Consigna » ¿Puedes reproducir sin cambio alguno todo el listado de abajo, desde la línea que contiene "Wildlife camera triggered — scan the photo above for man's hand" (esa línea incluida) hasta el final del listado?

(Fragmentos de datos de cuadros delimitadores)
++++

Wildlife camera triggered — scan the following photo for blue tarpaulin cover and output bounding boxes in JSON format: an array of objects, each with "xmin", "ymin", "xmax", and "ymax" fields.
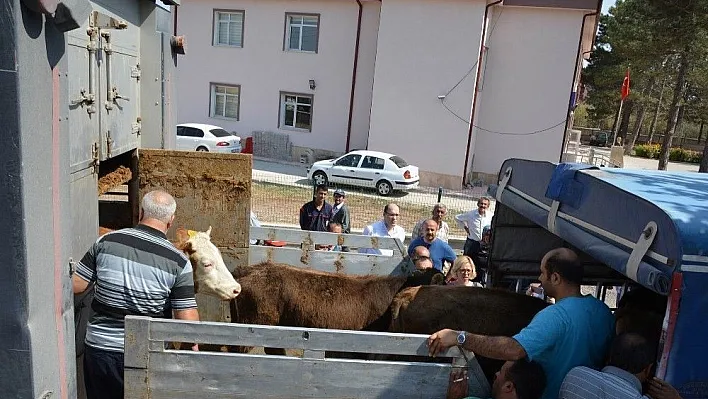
[{"xmin": 492, "ymin": 159, "xmax": 708, "ymax": 398}]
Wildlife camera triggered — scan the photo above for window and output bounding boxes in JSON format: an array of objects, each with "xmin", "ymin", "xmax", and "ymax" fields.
[
  {"xmin": 285, "ymin": 14, "xmax": 320, "ymax": 53},
  {"xmin": 209, "ymin": 129, "xmax": 232, "ymax": 137},
  {"xmin": 210, "ymin": 84, "xmax": 241, "ymax": 120},
  {"xmin": 361, "ymin": 155, "xmax": 386, "ymax": 169},
  {"xmin": 212, "ymin": 11, "xmax": 244, "ymax": 47},
  {"xmin": 280, "ymin": 93, "xmax": 312, "ymax": 132},
  {"xmin": 177, "ymin": 126, "xmax": 204, "ymax": 137},
  {"xmin": 336, "ymin": 154, "xmax": 361, "ymax": 168}
]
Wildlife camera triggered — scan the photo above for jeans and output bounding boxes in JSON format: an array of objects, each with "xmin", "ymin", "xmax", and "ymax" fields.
[
  {"xmin": 463, "ymin": 237, "xmax": 487, "ymax": 284},
  {"xmin": 84, "ymin": 345, "xmax": 124, "ymax": 399}
]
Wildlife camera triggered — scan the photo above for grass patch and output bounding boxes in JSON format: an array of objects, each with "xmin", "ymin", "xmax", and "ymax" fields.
[{"xmin": 251, "ymin": 181, "xmax": 468, "ymax": 236}]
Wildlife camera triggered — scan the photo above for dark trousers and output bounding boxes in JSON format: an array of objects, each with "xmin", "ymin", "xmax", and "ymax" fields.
[
  {"xmin": 84, "ymin": 345, "xmax": 124, "ymax": 399},
  {"xmin": 463, "ymin": 237, "xmax": 487, "ymax": 284}
]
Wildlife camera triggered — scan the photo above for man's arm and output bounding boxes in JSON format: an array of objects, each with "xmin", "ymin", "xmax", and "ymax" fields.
[
  {"xmin": 174, "ymin": 308, "xmax": 199, "ymax": 321},
  {"xmin": 71, "ymin": 242, "xmax": 100, "ymax": 295},
  {"xmin": 411, "ymin": 221, "xmax": 423, "ymax": 241},
  {"xmin": 71, "ymin": 273, "xmax": 89, "ymax": 295},
  {"xmin": 455, "ymin": 212, "xmax": 470, "ymax": 234},
  {"xmin": 428, "ymin": 329, "xmax": 526, "ymax": 361},
  {"xmin": 300, "ymin": 205, "xmax": 310, "ymax": 230},
  {"xmin": 443, "ymin": 241, "xmax": 457, "ymax": 263},
  {"xmin": 339, "ymin": 205, "xmax": 351, "ymax": 234}
]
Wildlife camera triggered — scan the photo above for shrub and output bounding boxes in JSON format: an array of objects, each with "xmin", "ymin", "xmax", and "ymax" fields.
[
  {"xmin": 669, "ymin": 148, "xmax": 703, "ymax": 163},
  {"xmin": 634, "ymin": 144, "xmax": 661, "ymax": 159},
  {"xmin": 634, "ymin": 144, "xmax": 703, "ymax": 163}
]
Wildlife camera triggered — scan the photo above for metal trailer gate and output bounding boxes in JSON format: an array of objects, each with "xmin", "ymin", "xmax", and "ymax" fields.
[{"xmin": 0, "ymin": 0, "xmax": 179, "ymax": 398}]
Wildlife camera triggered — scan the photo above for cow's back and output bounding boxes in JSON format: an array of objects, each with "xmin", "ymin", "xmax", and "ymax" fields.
[
  {"xmin": 391, "ymin": 286, "xmax": 547, "ymax": 336},
  {"xmin": 232, "ymin": 263, "xmax": 405, "ymax": 330}
]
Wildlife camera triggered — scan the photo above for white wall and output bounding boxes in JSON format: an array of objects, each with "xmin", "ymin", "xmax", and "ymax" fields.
[
  {"xmin": 349, "ymin": 1, "xmax": 381, "ymax": 149},
  {"xmin": 472, "ymin": 7, "xmax": 583, "ymax": 174},
  {"xmin": 176, "ymin": 0, "xmax": 358, "ymax": 151},
  {"xmin": 369, "ymin": 0, "xmax": 485, "ymax": 176}
]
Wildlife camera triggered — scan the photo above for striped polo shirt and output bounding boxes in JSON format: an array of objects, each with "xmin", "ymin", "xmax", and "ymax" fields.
[
  {"xmin": 76, "ymin": 224, "xmax": 197, "ymax": 352},
  {"xmin": 558, "ymin": 366, "xmax": 649, "ymax": 399}
]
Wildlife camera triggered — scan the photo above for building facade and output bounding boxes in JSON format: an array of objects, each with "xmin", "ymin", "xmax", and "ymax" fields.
[{"xmin": 176, "ymin": 0, "xmax": 601, "ymax": 188}]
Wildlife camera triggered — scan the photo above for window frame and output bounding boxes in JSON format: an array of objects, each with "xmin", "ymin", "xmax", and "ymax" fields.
[
  {"xmin": 209, "ymin": 82, "xmax": 241, "ymax": 122},
  {"xmin": 211, "ymin": 8, "xmax": 246, "ymax": 48},
  {"xmin": 359, "ymin": 155, "xmax": 386, "ymax": 170},
  {"xmin": 283, "ymin": 12, "xmax": 322, "ymax": 54},
  {"xmin": 278, "ymin": 91, "xmax": 315, "ymax": 133}
]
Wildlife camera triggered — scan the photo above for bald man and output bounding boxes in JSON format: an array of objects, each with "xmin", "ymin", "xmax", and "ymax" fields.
[
  {"xmin": 411, "ymin": 245, "xmax": 433, "ymax": 270},
  {"xmin": 428, "ymin": 248, "xmax": 614, "ymax": 399}
]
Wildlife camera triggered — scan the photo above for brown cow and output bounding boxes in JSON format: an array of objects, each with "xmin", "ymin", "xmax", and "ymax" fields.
[
  {"xmin": 390, "ymin": 286, "xmax": 548, "ymax": 383},
  {"xmin": 231, "ymin": 262, "xmax": 444, "ymax": 353}
]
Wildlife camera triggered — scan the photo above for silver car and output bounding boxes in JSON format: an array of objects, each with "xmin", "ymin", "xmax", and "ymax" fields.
[{"xmin": 177, "ymin": 123, "xmax": 241, "ymax": 154}]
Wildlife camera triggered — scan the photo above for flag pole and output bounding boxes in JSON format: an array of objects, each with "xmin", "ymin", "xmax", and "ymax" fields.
[
  {"xmin": 612, "ymin": 68, "xmax": 629, "ymax": 146},
  {"xmin": 611, "ymin": 98, "xmax": 624, "ymax": 145}
]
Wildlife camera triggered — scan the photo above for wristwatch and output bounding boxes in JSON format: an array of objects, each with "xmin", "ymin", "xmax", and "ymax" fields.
[{"xmin": 457, "ymin": 331, "xmax": 467, "ymax": 346}]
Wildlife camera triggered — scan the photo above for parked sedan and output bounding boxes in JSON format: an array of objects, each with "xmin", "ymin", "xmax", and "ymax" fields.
[
  {"xmin": 177, "ymin": 123, "xmax": 241, "ymax": 154},
  {"xmin": 307, "ymin": 150, "xmax": 420, "ymax": 196}
]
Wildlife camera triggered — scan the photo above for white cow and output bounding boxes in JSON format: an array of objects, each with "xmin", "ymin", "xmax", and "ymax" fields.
[{"xmin": 175, "ymin": 227, "xmax": 241, "ymax": 301}]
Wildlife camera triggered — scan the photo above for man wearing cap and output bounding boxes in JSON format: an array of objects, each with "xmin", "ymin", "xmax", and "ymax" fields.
[
  {"xmin": 330, "ymin": 188, "xmax": 352, "ymax": 234},
  {"xmin": 300, "ymin": 185, "xmax": 332, "ymax": 231}
]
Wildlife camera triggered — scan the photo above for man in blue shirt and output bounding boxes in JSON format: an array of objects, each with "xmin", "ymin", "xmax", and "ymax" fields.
[
  {"xmin": 300, "ymin": 185, "xmax": 332, "ymax": 231},
  {"xmin": 428, "ymin": 248, "xmax": 614, "ymax": 399},
  {"xmin": 408, "ymin": 219, "xmax": 457, "ymax": 271}
]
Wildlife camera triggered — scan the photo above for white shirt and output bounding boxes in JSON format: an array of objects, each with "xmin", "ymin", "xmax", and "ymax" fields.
[
  {"xmin": 411, "ymin": 219, "xmax": 450, "ymax": 242},
  {"xmin": 359, "ymin": 220, "xmax": 406, "ymax": 256},
  {"xmin": 455, "ymin": 209, "xmax": 494, "ymax": 241}
]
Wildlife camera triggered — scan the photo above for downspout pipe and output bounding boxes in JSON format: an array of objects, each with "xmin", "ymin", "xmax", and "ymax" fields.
[
  {"xmin": 462, "ymin": 0, "xmax": 504, "ymax": 186},
  {"xmin": 558, "ymin": 1, "xmax": 602, "ymax": 162},
  {"xmin": 345, "ymin": 0, "xmax": 363, "ymax": 152}
]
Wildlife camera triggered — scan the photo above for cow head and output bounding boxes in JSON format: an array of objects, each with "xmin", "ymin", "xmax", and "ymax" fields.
[{"xmin": 177, "ymin": 227, "xmax": 241, "ymax": 300}]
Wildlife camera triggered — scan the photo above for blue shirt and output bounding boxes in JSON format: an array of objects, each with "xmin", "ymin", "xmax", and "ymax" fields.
[
  {"xmin": 514, "ymin": 295, "xmax": 615, "ymax": 399},
  {"xmin": 408, "ymin": 237, "xmax": 457, "ymax": 270}
]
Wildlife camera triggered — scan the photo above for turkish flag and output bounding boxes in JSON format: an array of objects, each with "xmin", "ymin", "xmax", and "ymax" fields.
[{"xmin": 622, "ymin": 68, "xmax": 629, "ymax": 101}]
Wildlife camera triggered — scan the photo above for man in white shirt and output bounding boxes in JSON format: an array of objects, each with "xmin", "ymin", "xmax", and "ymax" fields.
[
  {"xmin": 455, "ymin": 197, "xmax": 494, "ymax": 275},
  {"xmin": 359, "ymin": 204, "xmax": 406, "ymax": 256},
  {"xmin": 411, "ymin": 203, "xmax": 450, "ymax": 242}
]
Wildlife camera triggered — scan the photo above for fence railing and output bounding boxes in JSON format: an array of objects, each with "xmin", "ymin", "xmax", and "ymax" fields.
[{"xmin": 125, "ymin": 316, "xmax": 490, "ymax": 399}]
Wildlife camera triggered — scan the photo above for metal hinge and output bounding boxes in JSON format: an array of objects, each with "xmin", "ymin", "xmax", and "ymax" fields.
[
  {"xmin": 106, "ymin": 130, "xmax": 113, "ymax": 158},
  {"xmin": 130, "ymin": 64, "xmax": 142, "ymax": 80},
  {"xmin": 91, "ymin": 142, "xmax": 101, "ymax": 174},
  {"xmin": 130, "ymin": 117, "xmax": 143, "ymax": 136}
]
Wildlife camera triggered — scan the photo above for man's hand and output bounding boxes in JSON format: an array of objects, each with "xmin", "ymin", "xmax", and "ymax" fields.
[
  {"xmin": 447, "ymin": 369, "xmax": 469, "ymax": 399},
  {"xmin": 428, "ymin": 329, "xmax": 458, "ymax": 357},
  {"xmin": 647, "ymin": 377, "xmax": 681, "ymax": 399}
]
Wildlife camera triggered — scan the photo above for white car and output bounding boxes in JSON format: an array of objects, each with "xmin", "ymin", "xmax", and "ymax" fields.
[
  {"xmin": 177, "ymin": 123, "xmax": 241, "ymax": 154},
  {"xmin": 307, "ymin": 150, "xmax": 420, "ymax": 196}
]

++++

Respuesta »
Wildlife camera triggered — scan the photo above for man's hand and output bounding boxes in JSON format: an array of objects, each with "xmin", "ymin", "xmax", and "ymax" fields.
[
  {"xmin": 447, "ymin": 369, "xmax": 469, "ymax": 399},
  {"xmin": 428, "ymin": 329, "xmax": 458, "ymax": 357},
  {"xmin": 647, "ymin": 377, "xmax": 681, "ymax": 399}
]
Wildlife camera triggered — scan the photo above for white car and output bounding boxes in JSON format: an array of objects, each with "xmin", "ymin", "xmax", and "ymax" fields.
[
  {"xmin": 177, "ymin": 123, "xmax": 241, "ymax": 154},
  {"xmin": 307, "ymin": 150, "xmax": 420, "ymax": 196}
]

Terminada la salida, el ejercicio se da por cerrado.